According to the summaries of pharmacy submissions, which class did the submission support moving fentanyl into, and from which class?

Source extract Block Start

We expressed our concern that the Health IT Investment and Standards propose to withdraw or put into containment the standards related to development of the NZePS service. We highlighted that the NZePS solution is only partially implemented across the New Zealand health system and the Ministry is still working with major stakeholders to enable access to NZePS.
29/09/2017. We supported the occupation Pharmacy Technician to remain on the Immediate Skill Shortage List. We also asked for consideration to be given to adding Pharmacists to this list.
15/09/2017. We supported the proposed changes to the warning statements on NSAIDS regarding use in pregnancy. This proposal highlighted the potential risks of taking NSAIDs during pregnancy and we believe the classification of NSAIDs available through general sale should be reviewed.
1/8/2017. We supported the reclassification of fentanyl and the specified precursors from Class B3 to Class B1. This reclassification would improve the search powers of the Police and New Zealand Customs Service to minimise any future fentanyl related illicit activity. We requested that fentanyl has the same exemption as morphine under Regulation 22 of the Misuse of Drugs Regulations 1977, so the proposed change does not impact on pharmacy workflow and patient access.
12/5/2017. This submission was on a ACC proposal to include pharmacists as ACC treatment providers, which will allow pharmacists to be paid directly by ACC for treatment they provide to claimants. We supported this proposal and provided examples of several services community pharmacies could provide to ACC claimants.
24/04/2017. Our submission focused on how community pharmacy provides a vital role in the care of asthma among children and adolescents. While we were pleased to see that pharmacy was referenced twice in this consultation, we made several recommendation on how community pharmacy could be further incorporated into these Guidelines.
28/02/2017. We are supportive of integrated person centric care with a focus on improved health outcomes. Our main concern is the IT infrastructure and funding to enable the framework to be realised. Contractual arrangements need to incentivise collaboration while ensuring that community pharmacies remain separate entities from general practice.
13/02/2017. Our submission covered English communication skills, cultural awareness, rural workforce, and having a greater focus on business skills, patient-centric service provision and experiential learning in the curriculum.

Source extract Block End
Information provided Block Start

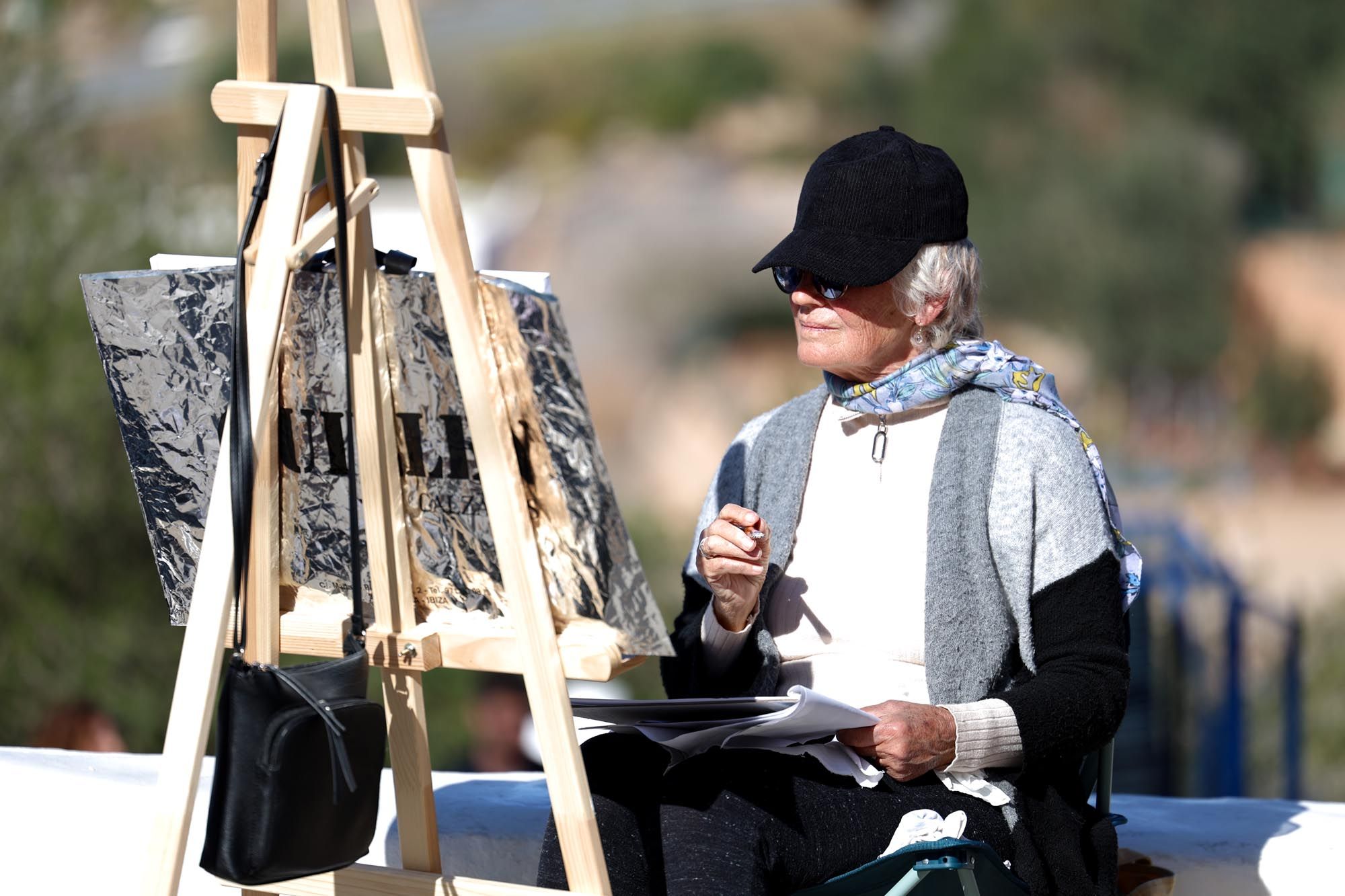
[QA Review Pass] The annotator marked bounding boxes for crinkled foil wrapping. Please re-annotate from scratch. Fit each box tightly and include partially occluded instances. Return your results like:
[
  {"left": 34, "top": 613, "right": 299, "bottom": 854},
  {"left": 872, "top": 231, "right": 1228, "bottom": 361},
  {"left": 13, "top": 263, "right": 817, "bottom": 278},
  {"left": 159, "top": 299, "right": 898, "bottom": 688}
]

Information provided Block End

** Exercise solution **
From Class B3 to Class B1.